■ PROBLEM TO WORK ON ■
Once the pictures are set aside, reproduce all of the records exactly.

■ DATA FOR ANALYSIS ■
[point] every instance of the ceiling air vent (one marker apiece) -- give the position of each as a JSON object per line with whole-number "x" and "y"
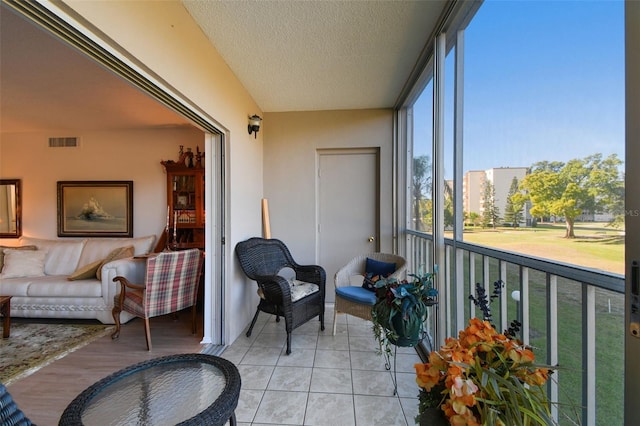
{"x": 68, "y": 142}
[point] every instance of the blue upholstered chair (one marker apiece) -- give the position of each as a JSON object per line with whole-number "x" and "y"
{"x": 351, "y": 296}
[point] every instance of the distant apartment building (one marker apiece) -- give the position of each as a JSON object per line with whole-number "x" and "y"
{"x": 501, "y": 178}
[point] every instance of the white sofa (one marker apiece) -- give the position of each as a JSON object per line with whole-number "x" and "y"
{"x": 53, "y": 295}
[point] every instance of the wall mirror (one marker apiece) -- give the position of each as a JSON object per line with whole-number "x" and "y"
{"x": 10, "y": 208}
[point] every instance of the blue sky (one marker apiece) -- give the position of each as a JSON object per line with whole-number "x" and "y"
{"x": 544, "y": 80}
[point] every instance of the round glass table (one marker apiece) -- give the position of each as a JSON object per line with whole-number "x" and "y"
{"x": 186, "y": 389}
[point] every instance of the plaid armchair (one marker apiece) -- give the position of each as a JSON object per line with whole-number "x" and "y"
{"x": 297, "y": 300}
{"x": 171, "y": 284}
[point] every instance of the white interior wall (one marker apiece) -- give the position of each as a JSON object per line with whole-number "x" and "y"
{"x": 291, "y": 142}
{"x": 164, "y": 38}
{"x": 124, "y": 155}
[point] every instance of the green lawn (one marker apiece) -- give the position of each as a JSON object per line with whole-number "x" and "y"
{"x": 597, "y": 247}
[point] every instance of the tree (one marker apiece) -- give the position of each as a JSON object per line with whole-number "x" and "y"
{"x": 585, "y": 185}
{"x": 513, "y": 211}
{"x": 420, "y": 188}
{"x": 490, "y": 211}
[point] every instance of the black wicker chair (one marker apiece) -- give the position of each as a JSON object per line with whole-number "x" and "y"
{"x": 10, "y": 414}
{"x": 261, "y": 260}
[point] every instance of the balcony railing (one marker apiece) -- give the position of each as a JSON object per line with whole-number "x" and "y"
{"x": 573, "y": 317}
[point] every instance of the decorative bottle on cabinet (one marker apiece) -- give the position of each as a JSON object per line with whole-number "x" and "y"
{"x": 185, "y": 201}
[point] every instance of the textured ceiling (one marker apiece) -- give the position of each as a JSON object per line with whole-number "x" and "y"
{"x": 319, "y": 55}
{"x": 290, "y": 55}
{"x": 45, "y": 85}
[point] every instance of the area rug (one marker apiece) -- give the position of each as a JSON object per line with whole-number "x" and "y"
{"x": 33, "y": 346}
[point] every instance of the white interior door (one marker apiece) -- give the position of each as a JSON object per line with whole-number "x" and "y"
{"x": 348, "y": 186}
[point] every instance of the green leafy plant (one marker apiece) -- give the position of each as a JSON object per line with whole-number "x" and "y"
{"x": 401, "y": 310}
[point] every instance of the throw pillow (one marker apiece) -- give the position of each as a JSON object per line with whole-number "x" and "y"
{"x": 2, "y": 248}
{"x": 370, "y": 280}
{"x": 86, "y": 272}
{"x": 375, "y": 270}
{"x": 119, "y": 253}
{"x": 23, "y": 263}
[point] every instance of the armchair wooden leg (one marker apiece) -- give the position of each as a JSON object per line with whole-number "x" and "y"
{"x": 193, "y": 320}
{"x": 147, "y": 333}
{"x": 115, "y": 312}
{"x": 288, "y": 343}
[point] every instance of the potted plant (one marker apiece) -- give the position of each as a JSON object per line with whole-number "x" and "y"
{"x": 401, "y": 310}
{"x": 484, "y": 377}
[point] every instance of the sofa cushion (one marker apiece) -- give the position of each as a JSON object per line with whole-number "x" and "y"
{"x": 119, "y": 253}
{"x": 13, "y": 248}
{"x": 99, "y": 248}
{"x": 23, "y": 263}
{"x": 53, "y": 286}
{"x": 85, "y": 272}
{"x": 62, "y": 256}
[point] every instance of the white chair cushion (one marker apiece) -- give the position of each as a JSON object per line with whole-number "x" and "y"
{"x": 62, "y": 256}
{"x": 299, "y": 289}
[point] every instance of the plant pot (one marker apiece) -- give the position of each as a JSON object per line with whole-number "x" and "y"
{"x": 408, "y": 333}
{"x": 433, "y": 417}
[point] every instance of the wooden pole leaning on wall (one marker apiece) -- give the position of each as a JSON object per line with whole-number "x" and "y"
{"x": 266, "y": 226}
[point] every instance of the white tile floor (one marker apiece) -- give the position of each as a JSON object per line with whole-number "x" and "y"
{"x": 326, "y": 380}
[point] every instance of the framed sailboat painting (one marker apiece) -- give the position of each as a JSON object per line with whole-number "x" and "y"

■ WRITTEN RESPONSE ■
[point] every instance of the ceiling air vent (one marker apiece) -- give the position of each as a JSON object per line with whole-number "x" and "y"
{"x": 68, "y": 142}
[point] every instance of the blue upholstered chair (one marker apiece) -- give the position of each as a JSON object per line with whole-number "x" and "y"
{"x": 351, "y": 296}
[point] every instance of the distant apartment building (one marker apiece) -- give the position of each as a JSON object per line with whole-number "x" and "y"
{"x": 501, "y": 178}
[point] every instance of the white sofa (one marker apiece) -- give the position of each as a JSON object per line with whole-number "x" and "y"
{"x": 53, "y": 295}
[point] every instance of the wall mirror (one marker apiece) -- give the position of each as a JSON object per line with whole-number "x" and "y"
{"x": 10, "y": 208}
[point] every instance of the blue sky (one marker apiece) -- give the position of each as a JSON object per line with whole-number "x" and "y"
{"x": 544, "y": 80}
[point] every instance of the round glass table (one marker apiece) -- give the position of each as a JSON object per line with whole-number "x" and "y"
{"x": 186, "y": 389}
[point] every instance of the plaid armchair (one marker apiece) -- give the position of each as a JSON object per line with whole-number "x" and "y"
{"x": 297, "y": 300}
{"x": 171, "y": 284}
[point] every instance of the white interior wall (one marker apiece) -- give the position of each as a JSON object per line with whole-number "x" and "y"
{"x": 291, "y": 142}
{"x": 164, "y": 38}
{"x": 124, "y": 155}
[point] every instance of the green lawn (one marker apiece) -- give the position of each as a JSON object per line with whole-number "x" and "y"
{"x": 597, "y": 247}
[point] every instance of the tree (one marker apiece) -- give the position of each as a JSON object per line with whole-number "x" and "y"
{"x": 585, "y": 185}
{"x": 513, "y": 211}
{"x": 420, "y": 188}
{"x": 490, "y": 211}
[point] every instance of the black wicker chair (one marker apiece) -- give the position of each as a JSON object per line with whole-number "x" and "y"
{"x": 10, "y": 414}
{"x": 261, "y": 260}
[point] every instance of the balcony railing (one marker apiece) -- give the position of each as a JSON object per line with whole-number "x" and "y"
{"x": 573, "y": 317}
[point] every instance of the decorative bottle on cabinet (one marker apiece) -- give the position of each as a JSON object per line with whole-number "x" and "y"
{"x": 185, "y": 201}
[point] every instance of the textured ceiling (one marker apiece) -- give the position of each as a JSON object per line with whole-number "x" and "y"
{"x": 319, "y": 55}
{"x": 290, "y": 55}
{"x": 45, "y": 85}
[point] every instance of the area rug (one marker apiece) -- give the position of each as a JSON object per line with whole-number "x" and "y"
{"x": 33, "y": 346}
[point] every instance of the white interior door (one marker apiece) -- give the position of each as a JSON object per line with whole-number "x" and "y"
{"x": 348, "y": 186}
[point] every instance of the green leafy plant (one marker apiece) -- give the position of each as a JSON object per line with whole-number "x" and "y"
{"x": 401, "y": 310}
[point] every instance of the throw pillow (one marker apiece) -- give the position of each as a JSON object per line with whole-number "x" and "y"
{"x": 2, "y": 248}
{"x": 370, "y": 280}
{"x": 86, "y": 272}
{"x": 375, "y": 270}
{"x": 119, "y": 253}
{"x": 23, "y": 263}
[point] every instance of the armchair wooden leg (one marker apiece) -- give the position of each as a JSON object per line with whole-number "x" and "y"
{"x": 193, "y": 320}
{"x": 147, "y": 333}
{"x": 115, "y": 312}
{"x": 288, "y": 343}
[point] every instance of the potted plant (one marker apiece) -- give the position of each as a JSON object per line with whole-number "x" and "y"
{"x": 401, "y": 310}
{"x": 484, "y": 377}
[point] every instance of the sofa cushion (one marker apiece) -- give the position of each as a JSON object per line with whole-number "x" and "y"
{"x": 119, "y": 253}
{"x": 13, "y": 248}
{"x": 99, "y": 248}
{"x": 23, "y": 263}
{"x": 53, "y": 286}
{"x": 85, "y": 272}
{"x": 62, "y": 256}
[point] every instance of the white chair cushion (one marker apiece) -- give the position of each as a JSON object per line with whole-number "x" and "y"
{"x": 62, "y": 256}
{"x": 299, "y": 289}
[point] every instance of the plant pot (one marker apiece) -- give the position of each as a JSON object per line with whole-number "x" and "y"
{"x": 408, "y": 333}
{"x": 433, "y": 417}
[point] every instance of the wooden pole leaning on wall (one marker apiece) -- give the position of each as a JSON object per line with whole-number "x" and "y"
{"x": 266, "y": 226}
[point] every instance of the white tile floor (one marker apiece) -- give the position of each as a JSON object per line with whole-number "x" and "y"
{"x": 326, "y": 380}
[point] every instance of the framed sailboat painting (one marker apiece) -- give the position of each as a JSON object per line with whole-number "x" and "y"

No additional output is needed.